- Data extract -
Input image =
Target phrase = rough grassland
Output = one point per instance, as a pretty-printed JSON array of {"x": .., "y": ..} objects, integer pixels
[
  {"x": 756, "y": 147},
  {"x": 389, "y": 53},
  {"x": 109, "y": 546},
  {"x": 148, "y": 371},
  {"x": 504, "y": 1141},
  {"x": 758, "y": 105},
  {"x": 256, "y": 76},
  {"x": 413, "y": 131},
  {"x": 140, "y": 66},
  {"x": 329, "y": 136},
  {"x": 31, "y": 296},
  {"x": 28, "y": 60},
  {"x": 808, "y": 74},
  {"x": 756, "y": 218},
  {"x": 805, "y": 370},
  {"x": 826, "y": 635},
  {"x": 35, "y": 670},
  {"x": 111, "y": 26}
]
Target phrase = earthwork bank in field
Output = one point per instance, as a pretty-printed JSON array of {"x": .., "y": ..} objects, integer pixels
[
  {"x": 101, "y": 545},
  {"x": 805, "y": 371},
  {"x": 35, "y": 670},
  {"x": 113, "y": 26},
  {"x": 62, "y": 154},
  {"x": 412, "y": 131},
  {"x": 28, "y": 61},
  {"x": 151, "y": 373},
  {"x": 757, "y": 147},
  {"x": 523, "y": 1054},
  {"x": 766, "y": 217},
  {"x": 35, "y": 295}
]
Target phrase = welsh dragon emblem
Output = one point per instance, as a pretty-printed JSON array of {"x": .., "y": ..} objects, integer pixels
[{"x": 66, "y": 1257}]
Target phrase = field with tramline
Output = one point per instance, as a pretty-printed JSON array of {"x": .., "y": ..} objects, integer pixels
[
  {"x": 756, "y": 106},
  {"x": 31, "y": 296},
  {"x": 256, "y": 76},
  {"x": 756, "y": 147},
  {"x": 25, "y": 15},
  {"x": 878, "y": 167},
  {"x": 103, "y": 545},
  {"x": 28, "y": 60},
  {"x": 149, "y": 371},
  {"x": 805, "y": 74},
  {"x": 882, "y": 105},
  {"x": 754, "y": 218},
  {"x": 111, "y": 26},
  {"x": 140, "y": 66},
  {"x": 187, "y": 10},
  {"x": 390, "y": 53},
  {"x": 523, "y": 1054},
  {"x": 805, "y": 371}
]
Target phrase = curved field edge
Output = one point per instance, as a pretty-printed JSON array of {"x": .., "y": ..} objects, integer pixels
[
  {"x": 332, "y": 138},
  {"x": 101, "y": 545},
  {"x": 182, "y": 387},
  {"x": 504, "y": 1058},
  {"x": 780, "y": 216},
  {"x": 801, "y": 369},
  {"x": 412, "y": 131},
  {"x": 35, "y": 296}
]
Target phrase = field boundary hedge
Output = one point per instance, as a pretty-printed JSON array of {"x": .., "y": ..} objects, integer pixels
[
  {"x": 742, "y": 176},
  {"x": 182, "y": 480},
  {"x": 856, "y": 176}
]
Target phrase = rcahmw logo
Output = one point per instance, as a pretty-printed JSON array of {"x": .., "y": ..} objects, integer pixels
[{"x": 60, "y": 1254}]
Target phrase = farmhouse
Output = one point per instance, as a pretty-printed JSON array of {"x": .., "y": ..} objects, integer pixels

- Do this -
Repeat the items from the line containing "Target phrase = field boundary hedge" up to and including the final line of the items.

- Reply -
Target phrase = field boundary hedge
Output = one point per instance, as a pretty-printed JSON array of {"x": .., "y": ..} objects, integer pixels
[
  {"x": 742, "y": 176},
  {"x": 182, "y": 480},
  {"x": 856, "y": 176}
]
Target phrase = rcahmw logo
Output = one point per instance, as a pretty-printed JSON array of {"x": .., "y": ..} objects, integer pixels
[{"x": 60, "y": 1254}]
Target phrase = farmhouse
Output = one point per instance, as a pretty-printed JSON array of {"x": .., "y": ..} objects, integer pixels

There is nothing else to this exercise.